STATED GOAL 1 >> Decide whether each statement agrees with the thread on the recovered-clock interface. Answer yes or no for each, quoting the deciding words of the thread. (a) The struct if_set_rclk_msg has a field named out_idx. (b) Once the recovered clock is enabled, the EEC is certain to use it. (c) When SET_RCLK_FLAGS_ENA is clear, the given output is disabled.

SOURCE >>
▼

The functionality needs to be there, but the message will be gone.
 
> >> > +
> >> > +RTM_SETRCLKSTATE
> >> > +-----------------
> >> > +Sets the redirection of the recovered clock for a given pin. This
> message
> >> > +expects one attribute:
> >> > +struct if_set_rclk_msg {
> >> > +	__u32 ifindex; /* interface index */
> >> > +	__u32 out_idx; /* output index (from a valid range)
> >> > +	__u32 flags; /* configuration flags */
> >> > +};
> >> > +
> >> > +Supported flags are:
> >> > +SET_RCLK_FLAGS_ENA - if set in flags - the given output will be
> enabled,
> >> > +		     if clear - the output will be disabled.
> >>
> >> OK, so here I set up the tracking. ifindex tells me which EEC to
> >> configure, out_idx is the pin to track, flags tell me whether to set up
> >> the tracking or tear it down. Thus e.g. on port 2, track pin 2, because
> >> I somehow know that lane 2 has the best clock.
> >
> > It's bound to ifindex to know which PHY port you interact with. It has
> nothing to
> > do with the EEC yet.
> 
> It has in the sense that I'm configuring "TX CLK in", which leads from
> EEC to the port.

At this stage we only enable the recovered clock. EEC may or may not use it
depending on many additional factors.

> >> If the above is broadly correct, I've got some questions.
> >>
> >> First, what if more than one out_idx is set? What are drivers / HW meant
> >> to do with this? What is the expected behavior?

▲

DATA FOR THIS TASK >>
▼

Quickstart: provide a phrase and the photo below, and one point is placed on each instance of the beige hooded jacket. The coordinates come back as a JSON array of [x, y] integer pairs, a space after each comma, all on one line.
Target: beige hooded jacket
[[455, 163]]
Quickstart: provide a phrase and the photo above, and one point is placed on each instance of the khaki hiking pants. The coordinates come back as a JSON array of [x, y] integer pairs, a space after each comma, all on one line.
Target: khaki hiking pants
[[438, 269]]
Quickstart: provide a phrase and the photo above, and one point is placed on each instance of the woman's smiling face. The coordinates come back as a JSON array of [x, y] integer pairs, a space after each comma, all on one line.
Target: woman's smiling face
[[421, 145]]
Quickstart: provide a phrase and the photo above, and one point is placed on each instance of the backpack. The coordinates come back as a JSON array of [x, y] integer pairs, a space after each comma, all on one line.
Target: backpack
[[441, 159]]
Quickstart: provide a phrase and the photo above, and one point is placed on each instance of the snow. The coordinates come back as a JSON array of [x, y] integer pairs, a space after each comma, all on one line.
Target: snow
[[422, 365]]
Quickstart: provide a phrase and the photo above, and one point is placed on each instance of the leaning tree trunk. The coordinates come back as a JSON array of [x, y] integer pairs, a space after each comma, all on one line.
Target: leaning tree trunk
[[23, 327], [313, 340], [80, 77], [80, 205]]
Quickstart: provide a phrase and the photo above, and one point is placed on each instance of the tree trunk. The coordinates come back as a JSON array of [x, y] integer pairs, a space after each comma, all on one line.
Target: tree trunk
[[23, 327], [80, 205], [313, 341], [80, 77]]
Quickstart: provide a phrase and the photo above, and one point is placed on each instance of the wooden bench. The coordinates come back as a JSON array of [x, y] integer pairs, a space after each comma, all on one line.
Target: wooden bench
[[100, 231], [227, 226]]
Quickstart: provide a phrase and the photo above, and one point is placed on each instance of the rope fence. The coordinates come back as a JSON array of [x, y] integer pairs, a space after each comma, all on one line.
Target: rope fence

▲

STATED GOAL 2 >> Shift every coordinate in the answers of the records by 8. Reproduce only the record lines from the line holding "of the khaki" through the line holding "[[421, 145]]", inclusive, with the requests included.

TASK ANSWER 1 >>
(a) Yes: "__u32 out_idx;"
(b) No: "EEC may or may not use it"
(c) Yes: "if clear - the output will be disabled."

TASK ANSWER 2 >>
Quickstart: provide a phrase and the photo above, and one point is placed on each instance of the khaki hiking pants. The coordinates come back as a JSON array of [x, y] integer pairs, a space after each comma, all on one line.
Target: khaki hiking pants
[[446, 277]]
Quickstart: provide a phrase and the photo above, and one point is placed on each instance of the woman's smiling face. The coordinates come back as a JSON array of [x, y] integer pairs, a space after each comma, all on one line.
Target: woman's smiling face
[[429, 153]]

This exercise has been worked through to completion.